◆ **TEXTO PROPORCIONADO**
★ ★ ★ ★

Mensaje de la Primera Presidencia
Que así vivamos
En la ciudad de Nueva York, en un hermoso día de septiembre hace casi siete años, súbitamente y sin advertencia, dos aviones se estrellaron contra las torres gemelas del “World Trade Center” [Centro Mundial de Comercio], dejando devastadora destrucción y muerte. En la ciudad de Washington, D.C., y en Pennsylvania, se estrellaron otros dos aviones, también resultado de un complot terrorista. Esas tragedias quitaron la vida a miles de hombres, mujeres y niños y, por su causa, se truncaron muchos planes proyectados para un buen futuro; en su lugar hubo lágrimas de pesar y lamentos de dolor de muchas almas heridas.
Las historias que hemos escuchado de los que fueron afectados —ya sea directa o indirectamente— por los acontecimientos de ese día son innumerables. La mañana del martes 11 de septiembre de 2001, Rebecca Sindar se hallaba en un vuelo de Salt Lake City, Utah, a Dallas, Texas. Como ocurrió con todos los demás vuelos de los Estados Unidos inmediatamente después de la tragedia, su vuelo fue interrumpido y el aparato se vio obligado a aterrizar en Amarillo, Texas. La hermana Sindar dijo: “Todos salimos del avión y buscamos televisores en el aeropuerto, agrupándonos a su alrededor para ver las noticias de lo que había pasado. La gente empezó a formar filas frente a los teléfonos para llamar a sus seres queridos y asegurarles que estaban a salvo en tierra firme. Siempre recordaré a unos doce misioneros que iban en nuestro vuelo, en camino a sus misiones; hicieron las llamadas telefónicas y después los vimos agrupados en círculo en un rincón del aeropuerto, arrodillados ofreciendo una oración. Cuánto hubiera deseado captar aquel momento para compartirlo con las madres y los padres de aquellos agradables jóvenes que sintieron la necesidad de arrodillarse de inmediato para orar”.
Se disipa la oscuridad de la muerte
A todo ser humano le llega la muerte en algún momento. Llega a los ancianos que caminan con paso vacilante; su llamado llega a oídos de otros que apenas han alcanzado la mitad de la jornada de la vida; y muchas veces apaga la risa de niños pequeños. La muerte es un hecho del que nadie puede escapar y que no se puede negar.
Con frecuencia, llega como un intruso; es un enemigo que aparece súbitamente en medio de la celebración de la vida, apagando sus luces y su alegría. La muerte descarga su pesada mano sobre nuestros seres queridos y en ocasiones nos deja perplejos y llenos de interrogantes. En ciertas situaciones, como cuando hay mucho sufrimiento y malestar, viene como un ángel de misericordia; pero la mayoría de las veces la consideramos el enemigo de la felicidad humana.
Sin embargo, la oscuridad de la muerte puede disiparse siempre con la luz de la verdad revelada.
“…Yo soy la resurrección y la vida; el que cree en mí, aunque esté muerto, vivirá.
“Y todo aquel que vive y cree en mí, no morirá eternamente”1.

★ ★ ★ ★

◆ **DATOS GUARDADOS**
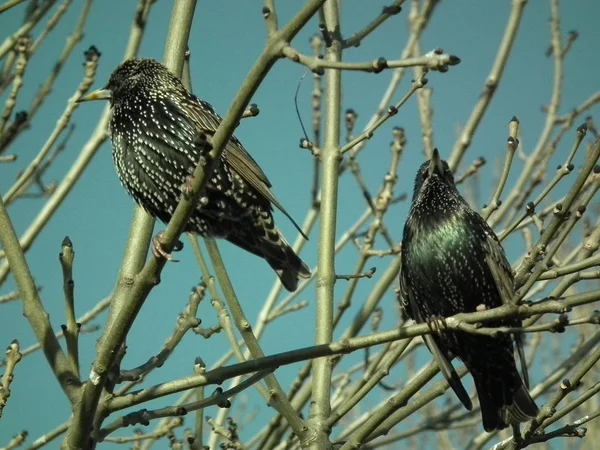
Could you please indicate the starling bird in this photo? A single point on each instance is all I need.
(452, 262)
(159, 132)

★ ★ ★ ★

◆ **INSTRUCCIONES**
- a) Según el mensaje, ¿en qué ciudad tuvo que aterrizar el vuelo de Rebecca Sindar?
- b) Actualiza el fragmento del mensaje que empieza en "Se disipa la" y termina en "la felicidad humana.", poniendo "extraño" donde dice "intruso".

◆ **SOLUCIONES PASO A PASO**
- a) En Amarillo, Texas.

- b)
Se disipa la oscuridad de la muerte
A todo ser humano le llega la muerte en algún momento. Llega a los ancianos que caminan con paso vacilante; su llamado llega a oídos de otros que apenas han alcanzado la mitad de la jornada de la vida; y muchas veces apaga la risa de niños pequeños. La muerte es un hecho del que nadie puede escapar y que no se puede negar.
Con frecuencia, llega como un extraño; es un enemigo que aparece súbitamente en medio de la celebración de la vida, apagando sus luces y su alegría. La muerte descarga su pesada mano sobre nuestros seres queridos y en ocasiones nos deja perplejos y llenos de interrogantes. En ciertas situaciones, como cuando hay mucho sufrimiento y malestar, viene como un ángel de misericordia; pero la mayoría de las veces la consideramos el enemigo de la felicidad humana.